Work required: With nothing added or dropped, output every record below exactly.

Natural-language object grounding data
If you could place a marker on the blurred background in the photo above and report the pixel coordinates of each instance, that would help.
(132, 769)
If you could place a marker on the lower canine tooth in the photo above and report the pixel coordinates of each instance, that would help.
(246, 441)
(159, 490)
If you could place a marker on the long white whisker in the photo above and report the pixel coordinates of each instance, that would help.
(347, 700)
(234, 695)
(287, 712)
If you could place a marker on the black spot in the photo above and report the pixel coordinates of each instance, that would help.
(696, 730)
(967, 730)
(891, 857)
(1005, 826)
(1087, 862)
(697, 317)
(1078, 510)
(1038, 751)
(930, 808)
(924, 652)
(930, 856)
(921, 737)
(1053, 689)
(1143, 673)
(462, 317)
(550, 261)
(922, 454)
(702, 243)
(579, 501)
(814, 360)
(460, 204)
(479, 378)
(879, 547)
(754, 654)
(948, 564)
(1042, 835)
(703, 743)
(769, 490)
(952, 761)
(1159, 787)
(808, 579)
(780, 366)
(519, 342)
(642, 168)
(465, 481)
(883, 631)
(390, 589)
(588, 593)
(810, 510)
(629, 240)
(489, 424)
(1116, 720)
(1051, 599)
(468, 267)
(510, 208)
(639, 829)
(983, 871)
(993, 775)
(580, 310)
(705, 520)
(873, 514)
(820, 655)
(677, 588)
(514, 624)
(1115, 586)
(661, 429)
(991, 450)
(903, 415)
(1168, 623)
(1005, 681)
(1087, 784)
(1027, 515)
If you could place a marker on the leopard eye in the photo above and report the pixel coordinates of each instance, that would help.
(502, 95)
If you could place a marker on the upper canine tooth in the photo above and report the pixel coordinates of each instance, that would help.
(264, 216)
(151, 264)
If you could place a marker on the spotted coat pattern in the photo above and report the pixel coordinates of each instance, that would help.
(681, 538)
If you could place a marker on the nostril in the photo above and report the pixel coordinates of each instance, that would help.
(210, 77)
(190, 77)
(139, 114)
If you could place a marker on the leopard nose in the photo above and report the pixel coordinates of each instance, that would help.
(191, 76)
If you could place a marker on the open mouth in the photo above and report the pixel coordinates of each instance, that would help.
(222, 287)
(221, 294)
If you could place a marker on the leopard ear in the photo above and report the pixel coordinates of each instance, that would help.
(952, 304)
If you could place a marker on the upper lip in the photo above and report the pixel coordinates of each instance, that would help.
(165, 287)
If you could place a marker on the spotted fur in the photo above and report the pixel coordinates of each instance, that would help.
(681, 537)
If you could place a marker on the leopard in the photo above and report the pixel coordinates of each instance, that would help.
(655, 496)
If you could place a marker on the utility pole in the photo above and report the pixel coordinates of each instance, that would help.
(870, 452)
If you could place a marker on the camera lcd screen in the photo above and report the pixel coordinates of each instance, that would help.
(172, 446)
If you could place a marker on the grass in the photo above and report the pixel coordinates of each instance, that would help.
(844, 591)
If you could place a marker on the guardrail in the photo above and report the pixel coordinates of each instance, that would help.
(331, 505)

Your solution:
If you could place a marker on the blurred background in the photo above and report the pixel coordinates of each instance, that would help.
(132, 769)
If you could place a marker on the lower canine tooth in the photo above and report the pixel coordinates of each instance, that would help.
(246, 441)
(159, 490)
If you could place a marker on the long white whisker in the photo above and report the pixel coordinates of each instance, that would help.
(347, 700)
(234, 695)
(287, 712)
If you could place a marker on the black spot in the photo above and report the pixel coordinates of each instance, that would help.
(696, 730)
(967, 730)
(891, 857)
(1005, 826)
(1087, 862)
(697, 317)
(1078, 510)
(1038, 751)
(930, 808)
(924, 652)
(930, 856)
(921, 737)
(1053, 689)
(1143, 673)
(462, 317)
(550, 261)
(922, 454)
(702, 243)
(579, 501)
(814, 360)
(460, 204)
(479, 378)
(879, 547)
(754, 654)
(948, 564)
(1042, 835)
(703, 743)
(769, 490)
(952, 761)
(1159, 787)
(808, 579)
(780, 366)
(519, 342)
(642, 168)
(465, 481)
(883, 631)
(390, 589)
(588, 593)
(810, 510)
(629, 240)
(489, 424)
(1116, 720)
(1051, 599)
(468, 267)
(510, 208)
(639, 829)
(983, 871)
(993, 775)
(580, 310)
(705, 520)
(873, 514)
(820, 655)
(677, 588)
(514, 624)
(1115, 586)
(661, 429)
(991, 450)
(903, 415)
(1168, 623)
(1005, 681)
(1087, 784)
(1027, 515)
If you could place a marker on the leopard eye in the photo above and report the pixel coordinates of each instance, that would help.
(502, 95)
If you could place a marker on the upper canine tooth in the photo above and report the pixel coordinates of each instance, that would help.
(264, 216)
(151, 264)
If you could place a marker on the spotted coat pattern in the photo above and report the pixel coordinates of each instance, that would help.
(681, 538)
If you could place a marker on the nostril in the photo above and report the pixel coordinates of each instance, that would help.
(210, 77)
(190, 77)
(139, 114)
If you could place a marker on the leopard nose in the photo above and report the pixel coordinates of each instance, that would help.
(191, 76)
If you could place a marker on the open mouth in the photo above and report the pixel coordinates of each instance, that would help.
(222, 287)
(221, 294)
If you could place a marker on the leopard ear in the photo above and report the pixel coordinates of each instance, that would help.
(952, 304)
If you could place a marker on the upper lip in the photo above and report the pixel coordinates of each instance, that would help.
(165, 287)
If you could place a marker on the spotted fur in the photo above and report the pixel coordinates of each instance, that would help.
(681, 537)
If you could place a marker on the leopard in the photo above and report the pixel coordinates of each instance, that would help.
(655, 496)
If you could place a marker on the utility pole in the photo above and report the pixel coordinates of each instance, that would help.
(870, 452)
If you could place a marker on the camera lcd screen in the photo above and report the pixel coordinates of each instance, that would help.
(172, 446)
If you could place a marker on the grass in the photo above and report the pixel coordinates of each instance, that would help.
(844, 591)
If you could place a marker on the guardrail in the photo above and report the pixel coordinates of each instance, that would help.
(331, 505)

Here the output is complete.